Task to carry out |
Answer these questions using the passage on IoT network traffic below:
(a) Which kind of vehicle monitoring is described as very important but able to take its time?
(b) What is the title of the Heavy Reading report that is quoted?
(c) Along with huge growth in traffic volumes, what budget condition does the quoted report name?

[[ Given passage open ]]

Traffic prioritization sets a further challenge. As before, voice and other latency-critical applications will need to be prioritized, but how do we grade the countless IoT demands? Vehicle monitoring for oil levels is very important, but can take its time, whereas loss of pressure in a tyre could cause a crash. EHealth – and the litigation that could arise from failure in a medical monitoring application – presents another minefield, let alone the microsecond demands of M2M financial systems.
So the rise of IoT not only threatens a leap in capacity requirements, but also intense competition for resources and a plethora of different QoS and QoE standards to be met. And yet the test solutions to make sure that all these management challenges are properly addressed are already available and already being deployed by leading carriers.
Conclusion – a testing future
According to a recent Heavy Reading report Mobile Network Outages & Service Degradations:
In what for the most part still tend to be flat revenue environments for mobile operators, maintaining network availability and excellent service and application performance is exceptionally challenging. That isn't just a function of the huge growth in traffic volumes and generally flat capex budgets. It's also a function of the growing diversity and complexity of application types and their underlying service requirements, and the increasing interdependence of different application, service and infrastructure layers within the network.

[[ Given passage closed ]]
[[ Information open ]]

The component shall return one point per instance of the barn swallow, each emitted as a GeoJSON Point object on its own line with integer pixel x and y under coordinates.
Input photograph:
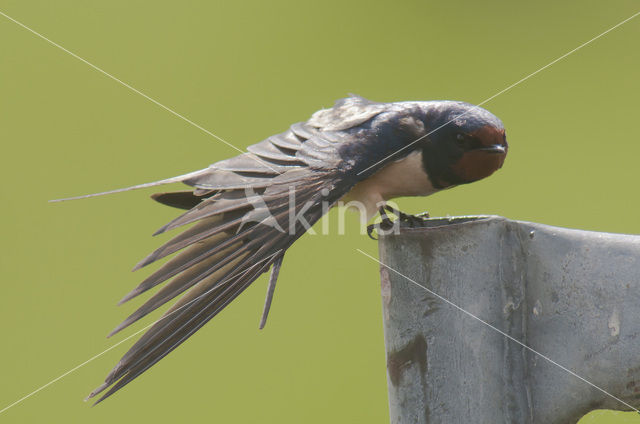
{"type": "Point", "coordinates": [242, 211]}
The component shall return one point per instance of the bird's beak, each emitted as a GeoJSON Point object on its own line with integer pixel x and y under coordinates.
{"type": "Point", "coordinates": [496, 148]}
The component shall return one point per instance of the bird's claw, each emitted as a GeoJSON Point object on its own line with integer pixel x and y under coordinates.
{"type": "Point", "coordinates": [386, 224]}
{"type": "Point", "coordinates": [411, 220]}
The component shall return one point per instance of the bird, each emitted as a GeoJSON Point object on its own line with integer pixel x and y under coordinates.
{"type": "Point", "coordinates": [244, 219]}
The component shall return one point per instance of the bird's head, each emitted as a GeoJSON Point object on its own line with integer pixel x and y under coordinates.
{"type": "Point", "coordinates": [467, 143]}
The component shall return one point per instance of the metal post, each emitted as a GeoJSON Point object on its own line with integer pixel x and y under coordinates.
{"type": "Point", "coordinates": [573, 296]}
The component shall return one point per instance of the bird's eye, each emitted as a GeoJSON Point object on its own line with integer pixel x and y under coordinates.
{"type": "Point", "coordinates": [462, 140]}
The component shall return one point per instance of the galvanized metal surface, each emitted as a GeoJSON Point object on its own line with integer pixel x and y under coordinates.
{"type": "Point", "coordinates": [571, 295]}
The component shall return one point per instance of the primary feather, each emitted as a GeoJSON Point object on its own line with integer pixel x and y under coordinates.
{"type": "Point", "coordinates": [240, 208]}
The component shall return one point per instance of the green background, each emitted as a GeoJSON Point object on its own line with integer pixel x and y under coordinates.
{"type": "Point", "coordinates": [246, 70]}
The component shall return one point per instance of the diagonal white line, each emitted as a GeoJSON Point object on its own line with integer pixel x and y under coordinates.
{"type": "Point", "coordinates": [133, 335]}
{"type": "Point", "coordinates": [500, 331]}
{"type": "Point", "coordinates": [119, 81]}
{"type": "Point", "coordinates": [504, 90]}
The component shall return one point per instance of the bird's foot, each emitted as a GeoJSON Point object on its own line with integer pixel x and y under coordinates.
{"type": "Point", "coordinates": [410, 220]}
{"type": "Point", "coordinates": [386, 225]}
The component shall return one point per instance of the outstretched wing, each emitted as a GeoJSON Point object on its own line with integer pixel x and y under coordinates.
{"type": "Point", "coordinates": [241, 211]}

[[ Information closed ]]
[[ Information open ]]

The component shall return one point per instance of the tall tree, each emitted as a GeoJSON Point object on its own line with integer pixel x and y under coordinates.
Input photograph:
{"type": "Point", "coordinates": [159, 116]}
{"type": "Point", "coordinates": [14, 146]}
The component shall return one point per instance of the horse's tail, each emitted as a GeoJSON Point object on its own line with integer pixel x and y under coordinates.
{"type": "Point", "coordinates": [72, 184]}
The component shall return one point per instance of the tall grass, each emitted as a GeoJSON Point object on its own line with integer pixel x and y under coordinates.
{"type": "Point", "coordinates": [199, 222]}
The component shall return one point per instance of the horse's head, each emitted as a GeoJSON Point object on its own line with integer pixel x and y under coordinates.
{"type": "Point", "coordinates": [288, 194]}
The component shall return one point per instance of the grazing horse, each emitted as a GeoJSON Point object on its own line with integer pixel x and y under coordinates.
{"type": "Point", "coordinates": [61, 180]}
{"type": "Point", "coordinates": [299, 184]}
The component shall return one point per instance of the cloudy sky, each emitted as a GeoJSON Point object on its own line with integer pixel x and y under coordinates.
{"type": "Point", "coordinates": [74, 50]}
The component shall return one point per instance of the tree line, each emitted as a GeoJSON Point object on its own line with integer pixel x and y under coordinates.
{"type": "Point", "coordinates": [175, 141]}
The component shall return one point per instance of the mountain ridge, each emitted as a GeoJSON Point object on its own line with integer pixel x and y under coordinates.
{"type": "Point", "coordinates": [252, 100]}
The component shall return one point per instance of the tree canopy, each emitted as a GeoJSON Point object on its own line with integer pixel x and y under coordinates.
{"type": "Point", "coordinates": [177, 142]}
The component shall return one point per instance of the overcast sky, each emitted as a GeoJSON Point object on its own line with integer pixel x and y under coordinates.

[[ Information closed ]]

Your response |
(a) Monitoring for oil levels
(b) Mobile Network Outages & Service Degradations
(c) Generally flat capex budgets